### [GIVEN TASK]
Can you reproduce each of the lines below word for word?
Start of EXTRACTED INFORMATION
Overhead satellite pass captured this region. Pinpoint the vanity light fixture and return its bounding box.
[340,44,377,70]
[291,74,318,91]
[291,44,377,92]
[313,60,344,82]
End of EXTRACTED INFORMATION
### [THE RESULT]
Overhead satellite pass captured this region. Pinpoint the vanity light fixture and return its bounding box.
[340,44,377,70]
[291,74,318,91]
[291,44,377,92]
[313,60,344,82]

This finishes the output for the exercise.